Update the items below by replacing "Trace the outline" with "Draw the boundary" everywhere it occurs, leaving all other text unchanged.

Data listing:
***
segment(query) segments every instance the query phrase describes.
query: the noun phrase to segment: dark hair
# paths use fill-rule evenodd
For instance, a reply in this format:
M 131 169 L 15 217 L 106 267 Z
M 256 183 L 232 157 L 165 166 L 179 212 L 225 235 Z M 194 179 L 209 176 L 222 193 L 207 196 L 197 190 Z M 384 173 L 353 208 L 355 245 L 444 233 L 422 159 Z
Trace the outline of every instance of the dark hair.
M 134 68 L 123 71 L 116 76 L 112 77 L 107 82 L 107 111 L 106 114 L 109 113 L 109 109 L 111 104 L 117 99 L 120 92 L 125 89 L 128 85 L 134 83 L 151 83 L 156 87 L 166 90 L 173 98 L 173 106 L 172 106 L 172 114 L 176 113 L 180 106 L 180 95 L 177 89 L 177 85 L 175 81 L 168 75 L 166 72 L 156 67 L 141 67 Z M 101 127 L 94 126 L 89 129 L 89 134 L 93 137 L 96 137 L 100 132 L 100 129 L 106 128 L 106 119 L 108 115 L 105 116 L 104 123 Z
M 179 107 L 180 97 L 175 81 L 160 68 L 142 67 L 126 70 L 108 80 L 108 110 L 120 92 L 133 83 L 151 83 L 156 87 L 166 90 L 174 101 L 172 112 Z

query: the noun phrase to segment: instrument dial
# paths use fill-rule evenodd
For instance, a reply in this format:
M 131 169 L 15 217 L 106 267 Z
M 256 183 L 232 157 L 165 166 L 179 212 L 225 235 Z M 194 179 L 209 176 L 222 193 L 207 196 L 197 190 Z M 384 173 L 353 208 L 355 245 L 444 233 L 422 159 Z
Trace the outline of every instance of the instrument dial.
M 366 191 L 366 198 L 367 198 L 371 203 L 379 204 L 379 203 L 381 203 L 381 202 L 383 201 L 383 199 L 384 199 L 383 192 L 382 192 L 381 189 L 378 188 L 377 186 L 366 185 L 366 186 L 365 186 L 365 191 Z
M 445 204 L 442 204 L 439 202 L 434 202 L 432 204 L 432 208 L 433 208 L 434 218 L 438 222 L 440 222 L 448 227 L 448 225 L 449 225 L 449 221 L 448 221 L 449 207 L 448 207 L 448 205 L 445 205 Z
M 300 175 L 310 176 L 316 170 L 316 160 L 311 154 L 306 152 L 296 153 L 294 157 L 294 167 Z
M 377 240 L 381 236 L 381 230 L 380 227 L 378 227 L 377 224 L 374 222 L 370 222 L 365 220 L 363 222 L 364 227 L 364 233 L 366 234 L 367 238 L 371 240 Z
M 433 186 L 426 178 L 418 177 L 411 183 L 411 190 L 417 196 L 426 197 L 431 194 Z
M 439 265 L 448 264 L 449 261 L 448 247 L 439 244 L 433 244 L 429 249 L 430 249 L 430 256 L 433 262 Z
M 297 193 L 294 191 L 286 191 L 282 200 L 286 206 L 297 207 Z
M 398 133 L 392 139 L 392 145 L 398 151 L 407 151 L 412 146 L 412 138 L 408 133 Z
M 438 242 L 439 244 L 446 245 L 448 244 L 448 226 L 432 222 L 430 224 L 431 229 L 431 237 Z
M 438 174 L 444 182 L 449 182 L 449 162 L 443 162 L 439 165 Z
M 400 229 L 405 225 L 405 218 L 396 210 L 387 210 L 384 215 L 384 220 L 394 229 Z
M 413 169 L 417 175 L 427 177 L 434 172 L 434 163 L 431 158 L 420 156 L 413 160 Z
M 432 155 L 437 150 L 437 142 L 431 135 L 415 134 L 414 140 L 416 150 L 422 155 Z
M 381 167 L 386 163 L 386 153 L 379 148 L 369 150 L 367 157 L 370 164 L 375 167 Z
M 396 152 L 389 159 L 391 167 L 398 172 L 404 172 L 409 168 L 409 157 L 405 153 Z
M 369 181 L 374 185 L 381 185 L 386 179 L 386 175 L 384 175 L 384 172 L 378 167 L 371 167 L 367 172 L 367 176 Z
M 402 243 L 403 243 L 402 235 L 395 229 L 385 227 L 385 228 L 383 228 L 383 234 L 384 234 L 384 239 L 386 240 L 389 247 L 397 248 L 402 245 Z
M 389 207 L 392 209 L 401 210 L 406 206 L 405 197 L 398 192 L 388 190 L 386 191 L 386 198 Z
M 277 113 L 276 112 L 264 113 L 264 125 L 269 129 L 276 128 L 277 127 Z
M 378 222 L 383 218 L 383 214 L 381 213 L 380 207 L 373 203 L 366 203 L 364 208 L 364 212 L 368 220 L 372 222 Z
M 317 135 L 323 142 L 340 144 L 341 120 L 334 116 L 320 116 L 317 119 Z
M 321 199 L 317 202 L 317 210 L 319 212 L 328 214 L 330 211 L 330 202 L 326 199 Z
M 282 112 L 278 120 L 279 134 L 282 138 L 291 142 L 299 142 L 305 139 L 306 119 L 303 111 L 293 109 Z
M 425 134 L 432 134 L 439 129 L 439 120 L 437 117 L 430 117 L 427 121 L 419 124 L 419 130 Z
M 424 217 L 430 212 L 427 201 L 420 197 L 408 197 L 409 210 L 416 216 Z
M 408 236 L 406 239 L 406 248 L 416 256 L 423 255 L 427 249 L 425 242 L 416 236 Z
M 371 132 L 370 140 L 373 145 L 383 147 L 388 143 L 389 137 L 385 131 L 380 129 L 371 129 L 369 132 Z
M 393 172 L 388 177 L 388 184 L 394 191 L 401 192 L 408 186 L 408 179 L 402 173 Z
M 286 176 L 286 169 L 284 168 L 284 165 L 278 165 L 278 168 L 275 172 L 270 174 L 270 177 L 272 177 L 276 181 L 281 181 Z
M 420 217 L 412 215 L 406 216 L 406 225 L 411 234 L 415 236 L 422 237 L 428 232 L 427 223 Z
***
Exercise result -
segment(query) segments every instance the query phrase describes.
query: the noun phrase to segment: dark hair
# paths use fill-rule evenodd
For instance, a reply in this format:
M 131 169 L 15 217 L 106 267 Z
M 256 183 L 232 157 L 165 166 L 179 212 L 225 235 Z M 194 179 L 209 176 L 222 193 L 207 196 L 197 190 Z M 384 173 L 353 208 L 355 245 L 444 233 L 422 159 Z
Draw the boundary of every instance of the dark hair.
M 134 68 L 123 71 L 116 76 L 112 77 L 107 82 L 107 111 L 106 114 L 109 113 L 109 109 L 111 104 L 117 99 L 120 92 L 125 89 L 128 85 L 134 83 L 151 83 L 156 87 L 166 90 L 173 98 L 173 106 L 172 106 L 172 114 L 176 113 L 180 106 L 180 95 L 177 89 L 177 85 L 175 81 L 168 75 L 166 72 L 156 67 L 141 67 Z M 101 127 L 94 126 L 89 129 L 89 134 L 93 137 L 96 137 L 100 132 L 100 129 L 106 128 L 106 119 L 108 115 L 105 116 L 104 123 Z
M 179 107 L 180 97 L 175 81 L 160 68 L 142 67 L 126 70 L 108 80 L 108 110 L 120 92 L 133 83 L 151 83 L 156 87 L 166 90 L 174 101 L 172 112 Z

query: the noun phrase to segment: instrument dial
# paths use fill-rule evenodd
For instance, a reply in this format:
M 131 169 L 15 217 L 106 267 Z
M 256 183 L 232 157 L 165 166 L 179 212 L 225 235 Z M 194 179 L 209 176 L 222 193 L 207 196 L 197 190 Z M 384 173 L 353 208 L 355 245 L 444 233 L 422 159 Z
Draw the boundary of every instance of the instrument dial.
M 366 191 L 366 198 L 367 198 L 371 203 L 379 204 L 379 203 L 381 203 L 381 202 L 383 201 L 383 199 L 384 199 L 383 192 L 382 192 L 381 189 L 378 188 L 377 186 L 366 185 L 366 186 L 365 186 L 365 191 Z
M 445 204 L 442 204 L 439 202 L 434 202 L 432 204 L 432 208 L 433 208 L 434 218 L 438 222 L 440 222 L 448 227 L 448 225 L 449 225 L 449 221 L 448 221 L 449 207 L 448 207 L 448 205 L 445 205 Z
M 300 175 L 310 176 L 316 170 L 316 160 L 311 154 L 306 152 L 296 153 L 294 157 L 294 167 Z
M 377 240 L 381 236 L 381 230 L 380 227 L 378 227 L 377 224 L 374 222 L 370 222 L 365 220 L 363 222 L 364 227 L 364 233 L 366 234 L 367 238 L 371 240 Z
M 433 186 L 426 178 L 418 177 L 411 183 L 411 190 L 417 196 L 426 197 L 431 194 Z
M 439 265 L 448 264 L 449 261 L 448 247 L 439 244 L 433 244 L 429 249 L 430 249 L 430 256 L 433 262 Z
M 297 193 L 294 191 L 286 191 L 282 200 L 286 206 L 297 207 Z
M 398 133 L 392 139 L 392 145 L 398 151 L 407 151 L 412 146 L 412 138 L 408 133 Z
M 438 242 L 439 244 L 446 245 L 448 244 L 448 226 L 432 222 L 430 224 L 431 229 L 431 237 Z
M 438 174 L 444 182 L 449 182 L 449 162 L 443 162 L 439 165 Z
M 400 229 L 405 225 L 405 218 L 396 210 L 387 210 L 384 215 L 384 220 L 394 229 Z
M 413 169 L 417 175 L 427 177 L 434 172 L 434 163 L 431 158 L 420 156 L 413 160 Z
M 432 155 L 437 150 L 437 142 L 431 135 L 415 134 L 414 140 L 416 150 L 422 155 Z
M 381 167 L 386 163 L 386 153 L 379 148 L 369 150 L 367 157 L 370 164 L 375 167 Z
M 396 152 L 389 159 L 391 167 L 398 172 L 404 172 L 409 168 L 409 157 L 405 153 Z
M 369 181 L 374 185 L 381 185 L 386 179 L 386 175 L 384 175 L 384 172 L 378 167 L 371 167 L 367 172 L 367 176 Z
M 402 243 L 403 243 L 402 235 L 395 229 L 385 227 L 385 228 L 383 228 L 383 234 L 384 234 L 384 239 L 386 240 L 389 247 L 397 248 L 402 245 Z
M 389 207 L 392 209 L 401 210 L 406 206 L 405 197 L 398 192 L 388 190 L 386 191 L 386 198 Z
M 277 113 L 276 112 L 264 113 L 264 125 L 269 129 L 276 128 L 277 127 Z
M 378 222 L 383 218 L 383 214 L 381 213 L 380 207 L 373 203 L 366 203 L 364 208 L 364 212 L 368 220 L 372 222 Z
M 317 135 L 323 142 L 340 144 L 341 120 L 334 116 L 320 116 L 317 119 Z
M 321 199 L 317 202 L 317 210 L 319 212 L 328 214 L 330 211 L 330 202 L 326 199 Z
M 282 112 L 278 120 L 279 134 L 282 138 L 291 142 L 299 142 L 305 139 L 306 119 L 303 111 L 293 109 Z
M 425 134 L 432 134 L 439 129 L 439 120 L 437 117 L 430 117 L 427 121 L 419 124 L 419 130 Z
M 424 217 L 430 212 L 427 201 L 420 197 L 408 197 L 409 210 L 416 216 Z
M 408 236 L 406 239 L 406 248 L 416 256 L 423 255 L 427 249 L 425 242 L 416 236 Z
M 371 132 L 370 140 L 373 145 L 383 147 L 388 143 L 389 137 L 385 131 L 380 129 L 371 129 L 369 132 Z
M 393 172 L 388 177 L 388 184 L 394 191 L 401 192 L 408 186 L 408 179 L 402 173 Z
M 286 176 L 286 169 L 284 168 L 284 165 L 278 165 L 278 168 L 275 172 L 270 174 L 270 177 L 272 177 L 276 181 L 281 181 Z
M 420 217 L 412 215 L 406 216 L 406 225 L 411 234 L 415 236 L 422 237 L 428 232 L 427 223 Z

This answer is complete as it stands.